▶ _Passage provided_:
------------------------------------------------------------------------

Boss Don can you send me also here is my [email protected]


----------



## jdog1473 (Apr 29, 2011)

Check out http://diyrotarypress.webs.com/

I am in the middle of the build and so far I am really happy with it. I have had a few ideas that I think will make it better but we'll see...


----------



## wormil (Jan 7, 2008)

jdog1473 said:


> Check out Home - DIY Manual Rotary Press (5x4) Blueprints
> 
> I am in the middle of the build and so far I am really happy with it. I have had a few ideas that I think will make it better but we'll see...


Looks well thought out but I see no way to attach the screen to the head.


----------



## jdog1473 (Apr 29, 2011)

If you or you know someone who can, weld the base of the clamp to the bottom spot underneath the angle iron.

Before that I was thinking of cutting part of the angle iron and bending it back so you could drill a hole in the angle iron and the clamp much like the four-color one station press plans


----------



## wormil (Jan 7, 2008)

Oh, I see, it's using C clamps.


----------



## LocalCustomz (Jul 20, 2010)

Does anyone know where I could get the clamps that hold the screen like the press on this video? 

[media]http://www.youtube.com/watch?v=bmVfA2kWXuE&list=UUqBPmA3ds6Vb_dLev87dRSA&index=7[/media]

I am trying learn screen printing and I want to use aluminum screens. That clamp is the only thing I really could not make myself. I wish I could buy the clamps from equiprint but I don't think they'll do business with me since I'm in the USA.


----------



## PhilR (May 3, 2011)

LocalCustomz said:


> Does anyone know where I could get the clamps that hold the screen like the press on this video?
> 
> [media]http://www.youtube.com/watch?v=bmVfA2kWXuE&list=UUqBPmA3ds6Vb_dLev87dRSA&index=7[/media]
> 
> I am trying learn screen printing and I want to use aluminum screens. That clamp is the only thing I really could not make myself. I wish I could buy the clamps from equiprint but I don't think they'll do business with me since I'm in the USA.


Those clamps tend to be locally produced a lot of the time I think.


----------



## decca591 (Apr 16, 2013)

Very informative watching this video and seeing how the system actually works, the operator makes it look very slick indeed, how would / Are they then dried, I assume a tunnel dryer. If anyone has plans or info on building a tunnel dryer - or possibly point me to a link on here as I'm sure it would have been covered before.

------------------------------------------------------------------------

▶ _Data extract_:
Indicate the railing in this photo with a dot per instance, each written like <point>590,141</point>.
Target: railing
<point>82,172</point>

------------------------------------------------------------------------

▶ _Problems and tasks_:
a) Retype the part of the screen-printing press thread above starting with "If you or you" and going on through "using C clamps.".
b) In the screen-printing press thread, what company does LocalCustomz wish to buy the screen clamps from?

▶ _Results of the tasks_:
a)
If you or you know someone who can, weld the base of the clamp to the bottom spot underneath the angle iron.

Before that I was thinking of cutting part of the angle iron and bending it back so you could drill a hole in the angle iron and the clamp much like the four-color one station press plans


----------



## wormil (Jan 7, 2008)

Oh, I see, it's using C clamps.

b) Equiprint.